### What is being asked
Restate the records exactly. Include all of them.

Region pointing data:
▶

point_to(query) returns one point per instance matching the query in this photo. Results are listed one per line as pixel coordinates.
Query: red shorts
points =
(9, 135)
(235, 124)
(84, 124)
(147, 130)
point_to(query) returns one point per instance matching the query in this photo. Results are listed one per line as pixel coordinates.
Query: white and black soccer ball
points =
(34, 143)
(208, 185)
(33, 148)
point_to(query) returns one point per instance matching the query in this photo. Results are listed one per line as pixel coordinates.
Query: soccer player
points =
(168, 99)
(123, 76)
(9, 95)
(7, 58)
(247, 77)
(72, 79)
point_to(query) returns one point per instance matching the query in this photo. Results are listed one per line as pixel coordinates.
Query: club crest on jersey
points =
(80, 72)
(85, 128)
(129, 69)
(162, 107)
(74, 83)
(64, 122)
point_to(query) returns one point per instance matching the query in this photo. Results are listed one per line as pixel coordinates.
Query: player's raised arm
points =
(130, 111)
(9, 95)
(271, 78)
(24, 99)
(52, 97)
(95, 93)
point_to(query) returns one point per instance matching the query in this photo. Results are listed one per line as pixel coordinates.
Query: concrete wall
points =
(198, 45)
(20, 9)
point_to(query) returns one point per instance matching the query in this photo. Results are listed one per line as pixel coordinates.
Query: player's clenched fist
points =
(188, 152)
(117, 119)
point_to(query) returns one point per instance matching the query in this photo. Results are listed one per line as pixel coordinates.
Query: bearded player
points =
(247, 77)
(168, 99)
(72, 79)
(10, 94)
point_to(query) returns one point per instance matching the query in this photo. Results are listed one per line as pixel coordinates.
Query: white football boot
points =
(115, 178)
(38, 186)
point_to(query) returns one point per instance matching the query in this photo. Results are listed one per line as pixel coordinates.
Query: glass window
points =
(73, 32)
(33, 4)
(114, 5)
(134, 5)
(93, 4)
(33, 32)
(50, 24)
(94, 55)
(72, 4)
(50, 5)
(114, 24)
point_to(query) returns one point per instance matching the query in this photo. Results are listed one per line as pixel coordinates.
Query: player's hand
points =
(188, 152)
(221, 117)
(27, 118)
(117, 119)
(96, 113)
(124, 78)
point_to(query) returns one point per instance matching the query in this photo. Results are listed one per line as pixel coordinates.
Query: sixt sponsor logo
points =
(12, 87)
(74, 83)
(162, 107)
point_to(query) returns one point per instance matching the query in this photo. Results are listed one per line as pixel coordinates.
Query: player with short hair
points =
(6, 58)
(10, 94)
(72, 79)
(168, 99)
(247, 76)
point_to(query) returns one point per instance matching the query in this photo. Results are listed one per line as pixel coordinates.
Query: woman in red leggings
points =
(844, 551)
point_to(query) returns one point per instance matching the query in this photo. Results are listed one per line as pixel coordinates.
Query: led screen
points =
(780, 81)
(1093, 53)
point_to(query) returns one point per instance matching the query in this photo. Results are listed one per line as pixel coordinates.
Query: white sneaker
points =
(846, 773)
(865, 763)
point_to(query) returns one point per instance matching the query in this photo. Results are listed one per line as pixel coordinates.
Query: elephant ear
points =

◀

### Result for this exercise
point_to(query) returns one point per instance matching the query in this photo. Results are listed one per line as pixel coordinates.
Query: red shorts
points =
(9, 135)
(235, 124)
(84, 124)
(147, 130)
point_to(query) returns one point per instance matching the query in this photo. Results are listed one per line as pixel coordinates.
Query: white and black soccer ball
points =
(34, 143)
(208, 185)
(33, 148)
point_to(query) returns one point per instance matching the query in this photo. Results are listed one per line as pixel coordinates.
Query: soccer player
points =
(168, 99)
(123, 76)
(9, 95)
(7, 58)
(247, 77)
(72, 79)
point_to(query) returns one point per instance matching the query in this photo. Results are listed one per line as pixel coordinates.
Query: club crest on jersey
points =
(80, 72)
(85, 128)
(129, 69)
(162, 107)
(74, 83)
(64, 122)
point_to(query) returns one point per instance matching the query in this photo. Results are listed one per line as pixel coordinates.
Query: player's raised arm
points =
(130, 111)
(9, 95)
(271, 78)
(24, 99)
(52, 97)
(95, 93)
point_to(query) returns one point per instance matching the query in this photo. Results are listed one per line as pixel coordinates.
Query: concrete wall
points =
(198, 45)
(20, 9)
point_to(query) returns one point per instance matching the query in this photo. Results are listed one per line as pixel coordinates.
Query: player's clenched fist
points =
(188, 152)
(117, 119)
point_to(query) returns one point per instance matching the query in this photo. Results are listed one per line as pixel coordinates.
Query: bearded player
points =
(247, 77)
(168, 99)
(72, 79)
(10, 94)
point_to(query) returns one point per instance matching the query in this photo. Results are listed one per line as pixel coordinates.
Query: white football boot
points =
(115, 178)
(38, 186)
point_to(query) returns one point per instance matching the query in this photo. Results are listed one per line as pixel coordinates.
Query: glass window
points =
(73, 32)
(33, 4)
(114, 5)
(134, 5)
(93, 4)
(33, 32)
(50, 24)
(94, 55)
(72, 4)
(50, 5)
(114, 24)
point_to(query) returns one point per instance matching the query in this photo. Results are listed one per line as pixel coordinates.
Query: player's hand
points =
(188, 152)
(221, 117)
(27, 118)
(117, 119)
(96, 113)
(124, 78)
point_to(query) returns one point per instance matching the query in this photo. Results are listed one per line as pixel coordinates.
Query: sixt sponsor logo
points =
(12, 87)
(74, 83)
(162, 107)
point_to(query) returns one point per instance matching the query in this photo. Results are listed one per line as pixel coordinates.
Query: player with short hair
points =
(6, 58)
(10, 94)
(72, 79)
(168, 99)
(247, 76)
point_to(query) returns one point per instance matching the query in this photo. Results are listed one per line as pixel coordinates.
Query: woman in red leggings
points =
(844, 551)
point_to(query) returns one point per instance matching the query in this photo. Results are listed one per line as pixel coordinates.
Query: led screen
points =
(780, 81)
(1093, 53)
point_to(query) returns one point per instance matching the query in this photo. Results are listed one per line as pixel coordinates.
Query: white sneaker
points =
(846, 773)
(865, 763)
point_to(query) returns one point per instance matching the query in this photo. Results are listed one per line as pixel coordinates.
Query: elephant ear
points =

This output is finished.